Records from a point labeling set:
-- start --
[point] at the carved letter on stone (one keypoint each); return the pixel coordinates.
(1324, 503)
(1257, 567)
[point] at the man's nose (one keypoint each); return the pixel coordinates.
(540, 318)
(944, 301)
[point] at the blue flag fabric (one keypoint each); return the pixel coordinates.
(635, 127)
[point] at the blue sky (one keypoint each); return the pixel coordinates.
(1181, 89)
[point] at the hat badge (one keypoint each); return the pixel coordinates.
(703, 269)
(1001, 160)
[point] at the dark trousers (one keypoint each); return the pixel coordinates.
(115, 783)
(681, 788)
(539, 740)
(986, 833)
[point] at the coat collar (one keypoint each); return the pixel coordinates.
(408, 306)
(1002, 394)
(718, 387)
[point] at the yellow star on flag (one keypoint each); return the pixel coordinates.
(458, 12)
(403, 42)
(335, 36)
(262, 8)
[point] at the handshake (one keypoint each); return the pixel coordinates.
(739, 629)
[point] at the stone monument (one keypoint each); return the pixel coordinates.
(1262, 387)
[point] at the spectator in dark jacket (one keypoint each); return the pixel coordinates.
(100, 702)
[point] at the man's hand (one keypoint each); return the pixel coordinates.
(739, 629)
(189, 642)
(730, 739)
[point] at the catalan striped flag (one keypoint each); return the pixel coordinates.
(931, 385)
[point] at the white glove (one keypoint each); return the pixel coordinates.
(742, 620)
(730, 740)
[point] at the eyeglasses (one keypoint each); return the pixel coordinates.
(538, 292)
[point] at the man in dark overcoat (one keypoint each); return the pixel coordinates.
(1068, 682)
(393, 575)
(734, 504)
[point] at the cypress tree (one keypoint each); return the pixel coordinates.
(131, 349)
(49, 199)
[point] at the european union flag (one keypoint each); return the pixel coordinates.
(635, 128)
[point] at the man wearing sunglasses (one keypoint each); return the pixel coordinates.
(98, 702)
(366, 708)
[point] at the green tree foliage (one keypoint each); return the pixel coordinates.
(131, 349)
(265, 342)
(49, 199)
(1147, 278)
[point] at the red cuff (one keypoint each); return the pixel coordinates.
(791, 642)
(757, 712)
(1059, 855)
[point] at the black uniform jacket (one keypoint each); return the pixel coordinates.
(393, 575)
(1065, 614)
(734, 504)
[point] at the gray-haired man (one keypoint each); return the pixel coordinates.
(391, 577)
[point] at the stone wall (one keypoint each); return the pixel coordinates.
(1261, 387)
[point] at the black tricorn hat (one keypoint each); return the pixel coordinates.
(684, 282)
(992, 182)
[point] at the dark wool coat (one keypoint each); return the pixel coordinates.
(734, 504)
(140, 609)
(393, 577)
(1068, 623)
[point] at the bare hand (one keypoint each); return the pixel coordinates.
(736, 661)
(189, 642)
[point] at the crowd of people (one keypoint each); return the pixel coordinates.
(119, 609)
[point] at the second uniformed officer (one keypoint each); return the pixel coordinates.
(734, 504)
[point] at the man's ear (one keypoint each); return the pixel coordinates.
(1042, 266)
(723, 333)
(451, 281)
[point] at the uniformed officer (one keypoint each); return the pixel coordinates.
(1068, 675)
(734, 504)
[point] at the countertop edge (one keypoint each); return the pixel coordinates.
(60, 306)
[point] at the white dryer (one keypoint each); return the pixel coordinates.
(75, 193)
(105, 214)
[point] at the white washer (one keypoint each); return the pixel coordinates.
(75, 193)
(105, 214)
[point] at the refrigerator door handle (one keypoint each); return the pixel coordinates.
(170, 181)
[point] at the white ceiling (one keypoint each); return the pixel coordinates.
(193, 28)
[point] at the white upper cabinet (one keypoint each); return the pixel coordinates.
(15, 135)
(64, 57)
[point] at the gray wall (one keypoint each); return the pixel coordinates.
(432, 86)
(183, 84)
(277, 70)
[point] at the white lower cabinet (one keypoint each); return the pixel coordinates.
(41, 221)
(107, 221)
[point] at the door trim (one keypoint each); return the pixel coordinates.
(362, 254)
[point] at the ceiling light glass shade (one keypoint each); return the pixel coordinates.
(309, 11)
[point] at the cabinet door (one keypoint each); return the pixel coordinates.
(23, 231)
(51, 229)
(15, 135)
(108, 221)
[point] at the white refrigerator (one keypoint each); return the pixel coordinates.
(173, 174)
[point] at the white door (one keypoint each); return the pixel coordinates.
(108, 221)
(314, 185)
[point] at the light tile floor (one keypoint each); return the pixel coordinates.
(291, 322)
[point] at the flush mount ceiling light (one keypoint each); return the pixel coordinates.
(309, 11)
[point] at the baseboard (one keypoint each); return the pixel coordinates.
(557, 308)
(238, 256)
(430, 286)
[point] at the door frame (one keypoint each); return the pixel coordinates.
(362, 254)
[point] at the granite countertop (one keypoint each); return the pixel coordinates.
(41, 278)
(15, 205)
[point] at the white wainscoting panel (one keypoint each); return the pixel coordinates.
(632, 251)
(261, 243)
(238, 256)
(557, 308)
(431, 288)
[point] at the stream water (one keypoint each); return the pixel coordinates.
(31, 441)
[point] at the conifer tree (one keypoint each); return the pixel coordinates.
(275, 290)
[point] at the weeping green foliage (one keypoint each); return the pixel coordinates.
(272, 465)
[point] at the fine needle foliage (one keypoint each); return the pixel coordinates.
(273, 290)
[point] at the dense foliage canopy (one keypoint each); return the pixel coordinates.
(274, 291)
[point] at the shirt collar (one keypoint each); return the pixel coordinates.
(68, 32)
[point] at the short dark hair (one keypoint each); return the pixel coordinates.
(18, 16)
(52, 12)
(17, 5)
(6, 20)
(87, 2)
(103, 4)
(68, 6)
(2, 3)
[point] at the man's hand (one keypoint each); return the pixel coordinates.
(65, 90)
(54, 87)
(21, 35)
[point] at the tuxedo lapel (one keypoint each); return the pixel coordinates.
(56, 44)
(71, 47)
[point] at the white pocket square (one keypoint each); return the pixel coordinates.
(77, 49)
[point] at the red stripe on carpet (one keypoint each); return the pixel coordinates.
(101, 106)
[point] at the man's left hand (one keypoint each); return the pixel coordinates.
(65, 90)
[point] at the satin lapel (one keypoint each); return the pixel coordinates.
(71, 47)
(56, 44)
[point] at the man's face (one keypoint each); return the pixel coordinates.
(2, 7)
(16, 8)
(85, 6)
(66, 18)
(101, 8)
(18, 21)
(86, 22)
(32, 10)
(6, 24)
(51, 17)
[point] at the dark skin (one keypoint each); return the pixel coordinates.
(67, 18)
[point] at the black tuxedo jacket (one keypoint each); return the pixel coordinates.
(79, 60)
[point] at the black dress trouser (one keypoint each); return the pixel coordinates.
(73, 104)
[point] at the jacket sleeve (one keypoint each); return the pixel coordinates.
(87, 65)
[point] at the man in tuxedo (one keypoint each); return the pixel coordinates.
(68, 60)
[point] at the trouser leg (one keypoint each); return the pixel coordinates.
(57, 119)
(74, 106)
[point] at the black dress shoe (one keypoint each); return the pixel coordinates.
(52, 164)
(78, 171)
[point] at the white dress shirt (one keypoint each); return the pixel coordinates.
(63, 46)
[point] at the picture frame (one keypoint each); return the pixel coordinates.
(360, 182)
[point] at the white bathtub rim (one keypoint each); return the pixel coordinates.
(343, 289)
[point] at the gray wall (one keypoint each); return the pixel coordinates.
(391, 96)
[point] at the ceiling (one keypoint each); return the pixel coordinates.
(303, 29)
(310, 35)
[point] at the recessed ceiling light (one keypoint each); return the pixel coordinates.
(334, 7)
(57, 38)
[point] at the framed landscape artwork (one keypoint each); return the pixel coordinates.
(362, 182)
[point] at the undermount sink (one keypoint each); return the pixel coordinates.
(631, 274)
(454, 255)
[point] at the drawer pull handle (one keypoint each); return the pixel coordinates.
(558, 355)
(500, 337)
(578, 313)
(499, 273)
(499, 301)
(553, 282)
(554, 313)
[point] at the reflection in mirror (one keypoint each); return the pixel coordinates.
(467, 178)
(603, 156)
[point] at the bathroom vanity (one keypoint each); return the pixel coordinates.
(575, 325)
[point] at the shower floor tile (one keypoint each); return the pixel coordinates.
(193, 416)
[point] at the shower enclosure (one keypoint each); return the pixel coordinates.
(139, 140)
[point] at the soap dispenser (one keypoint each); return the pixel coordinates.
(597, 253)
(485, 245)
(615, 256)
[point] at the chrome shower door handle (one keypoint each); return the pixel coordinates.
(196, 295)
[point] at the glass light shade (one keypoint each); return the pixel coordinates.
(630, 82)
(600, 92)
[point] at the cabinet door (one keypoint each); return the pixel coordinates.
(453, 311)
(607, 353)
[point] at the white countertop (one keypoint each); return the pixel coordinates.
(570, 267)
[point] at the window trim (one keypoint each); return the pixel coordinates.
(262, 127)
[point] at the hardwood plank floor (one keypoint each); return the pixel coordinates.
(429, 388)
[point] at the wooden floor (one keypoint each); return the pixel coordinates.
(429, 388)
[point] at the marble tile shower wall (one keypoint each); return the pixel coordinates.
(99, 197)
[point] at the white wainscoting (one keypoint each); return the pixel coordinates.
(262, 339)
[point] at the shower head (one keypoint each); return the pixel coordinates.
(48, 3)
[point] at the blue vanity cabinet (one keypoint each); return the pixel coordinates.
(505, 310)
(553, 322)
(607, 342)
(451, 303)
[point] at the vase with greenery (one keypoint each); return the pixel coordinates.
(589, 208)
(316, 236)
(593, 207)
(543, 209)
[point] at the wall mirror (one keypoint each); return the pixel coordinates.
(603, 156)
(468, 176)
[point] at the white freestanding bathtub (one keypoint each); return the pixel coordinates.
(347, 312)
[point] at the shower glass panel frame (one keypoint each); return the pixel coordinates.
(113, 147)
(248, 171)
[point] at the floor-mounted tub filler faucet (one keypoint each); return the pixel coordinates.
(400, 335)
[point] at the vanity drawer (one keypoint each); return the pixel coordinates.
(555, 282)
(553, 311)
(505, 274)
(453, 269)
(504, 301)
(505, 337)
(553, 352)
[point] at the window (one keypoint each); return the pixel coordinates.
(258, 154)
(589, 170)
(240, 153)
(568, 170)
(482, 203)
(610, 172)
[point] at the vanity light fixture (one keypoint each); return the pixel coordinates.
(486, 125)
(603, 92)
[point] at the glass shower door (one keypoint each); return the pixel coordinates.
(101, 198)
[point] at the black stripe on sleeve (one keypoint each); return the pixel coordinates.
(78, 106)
-- end --
Exercise brief:
Copy out the data above word for word, from its first line up to and including the line that contains "(1262, 387)".

Task solution:
[point] at the carved letter on stone (one keypoint each); return the pixel coordinates.
(1324, 503)
(1257, 567)
[point] at the man's nose (one keypoint each); return the pixel coordinates.
(540, 318)
(944, 301)
[point] at the blue flag fabric (one keypoint each); return the pixel coordinates.
(635, 127)
[point] at the blue sky (one keypoint each); return the pixel coordinates.
(1181, 89)
[point] at the hat badge (one keypoint each); return the pixel coordinates.
(703, 269)
(1001, 160)
[point] at the dark trousers (one keypoint each); return the pixel coordinates.
(115, 783)
(681, 788)
(539, 740)
(986, 833)
[point] at the coat collar (one keypoint each); return the pixel coordinates.
(408, 306)
(1002, 394)
(718, 387)
[point] at the yellow star on flag (one keypoint each); return the pixel coordinates.
(458, 12)
(403, 42)
(335, 36)
(262, 8)
[point] at the handshake (one keypoint each); return the pixel coordinates.
(739, 629)
[point] at the stone monument (one keypoint each); return the pixel coordinates.
(1262, 387)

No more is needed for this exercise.